- _DATA EXTRACT_

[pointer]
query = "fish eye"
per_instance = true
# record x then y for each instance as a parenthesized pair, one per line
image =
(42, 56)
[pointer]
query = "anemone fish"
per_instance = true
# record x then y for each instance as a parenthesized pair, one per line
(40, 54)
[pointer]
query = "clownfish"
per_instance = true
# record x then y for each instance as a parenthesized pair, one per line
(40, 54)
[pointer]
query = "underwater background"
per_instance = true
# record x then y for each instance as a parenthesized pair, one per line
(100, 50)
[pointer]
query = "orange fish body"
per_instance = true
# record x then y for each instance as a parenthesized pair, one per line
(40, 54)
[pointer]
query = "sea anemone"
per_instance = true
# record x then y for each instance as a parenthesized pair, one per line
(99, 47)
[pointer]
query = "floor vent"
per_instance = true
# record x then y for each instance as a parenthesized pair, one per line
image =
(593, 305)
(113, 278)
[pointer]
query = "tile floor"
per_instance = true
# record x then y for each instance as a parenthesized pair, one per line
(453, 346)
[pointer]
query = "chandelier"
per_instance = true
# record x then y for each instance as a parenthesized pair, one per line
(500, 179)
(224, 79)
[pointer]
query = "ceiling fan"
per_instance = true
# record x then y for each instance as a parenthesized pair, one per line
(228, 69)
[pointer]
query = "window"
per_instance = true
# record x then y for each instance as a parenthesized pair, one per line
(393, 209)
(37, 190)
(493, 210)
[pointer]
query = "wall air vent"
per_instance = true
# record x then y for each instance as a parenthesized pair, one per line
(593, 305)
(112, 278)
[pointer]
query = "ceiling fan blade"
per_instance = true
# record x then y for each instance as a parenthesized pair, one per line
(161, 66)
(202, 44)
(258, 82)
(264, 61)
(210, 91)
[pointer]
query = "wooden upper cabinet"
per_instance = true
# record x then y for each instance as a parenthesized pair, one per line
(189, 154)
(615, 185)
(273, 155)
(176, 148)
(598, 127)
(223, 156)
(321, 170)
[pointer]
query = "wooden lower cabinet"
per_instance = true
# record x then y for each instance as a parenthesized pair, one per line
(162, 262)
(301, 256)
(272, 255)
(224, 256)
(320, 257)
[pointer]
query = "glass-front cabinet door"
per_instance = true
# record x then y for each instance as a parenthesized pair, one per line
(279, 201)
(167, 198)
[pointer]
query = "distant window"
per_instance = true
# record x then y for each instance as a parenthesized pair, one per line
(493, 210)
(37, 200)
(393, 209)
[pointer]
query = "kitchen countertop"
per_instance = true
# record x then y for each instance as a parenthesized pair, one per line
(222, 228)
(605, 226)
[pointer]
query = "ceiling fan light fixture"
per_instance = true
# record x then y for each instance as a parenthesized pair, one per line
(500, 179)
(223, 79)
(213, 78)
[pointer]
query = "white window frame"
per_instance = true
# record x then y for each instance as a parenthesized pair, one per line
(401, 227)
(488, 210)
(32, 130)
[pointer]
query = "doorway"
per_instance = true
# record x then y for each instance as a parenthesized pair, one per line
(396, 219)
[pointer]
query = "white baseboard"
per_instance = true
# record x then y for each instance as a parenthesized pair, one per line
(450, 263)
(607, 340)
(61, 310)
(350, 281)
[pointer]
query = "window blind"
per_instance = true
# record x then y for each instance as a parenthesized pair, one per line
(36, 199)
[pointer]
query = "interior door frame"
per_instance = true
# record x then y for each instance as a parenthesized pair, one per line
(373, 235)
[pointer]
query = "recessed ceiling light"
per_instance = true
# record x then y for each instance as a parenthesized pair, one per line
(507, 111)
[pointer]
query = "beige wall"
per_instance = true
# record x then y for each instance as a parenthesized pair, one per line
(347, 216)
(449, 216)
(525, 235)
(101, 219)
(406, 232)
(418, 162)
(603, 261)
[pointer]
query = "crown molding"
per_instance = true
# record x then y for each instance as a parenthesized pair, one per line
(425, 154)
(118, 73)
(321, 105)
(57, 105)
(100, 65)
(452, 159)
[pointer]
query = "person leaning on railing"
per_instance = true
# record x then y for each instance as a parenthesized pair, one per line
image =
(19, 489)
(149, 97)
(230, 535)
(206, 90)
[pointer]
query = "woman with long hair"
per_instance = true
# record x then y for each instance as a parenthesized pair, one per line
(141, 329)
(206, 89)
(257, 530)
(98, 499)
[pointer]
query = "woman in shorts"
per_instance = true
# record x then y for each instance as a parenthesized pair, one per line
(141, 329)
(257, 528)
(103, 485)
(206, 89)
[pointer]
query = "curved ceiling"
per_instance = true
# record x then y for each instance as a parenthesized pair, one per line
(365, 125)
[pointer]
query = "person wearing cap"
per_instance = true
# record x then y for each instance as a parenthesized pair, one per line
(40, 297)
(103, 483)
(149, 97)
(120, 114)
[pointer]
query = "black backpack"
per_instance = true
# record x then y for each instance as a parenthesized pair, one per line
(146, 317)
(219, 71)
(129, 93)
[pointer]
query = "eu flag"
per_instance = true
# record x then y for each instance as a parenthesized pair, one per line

- _EXERCISE INSTRUCTIONS_
Count the lines in the entries above that contain the word "person", and reply with the number alone.

- _EXERCISE OUTPUT_
2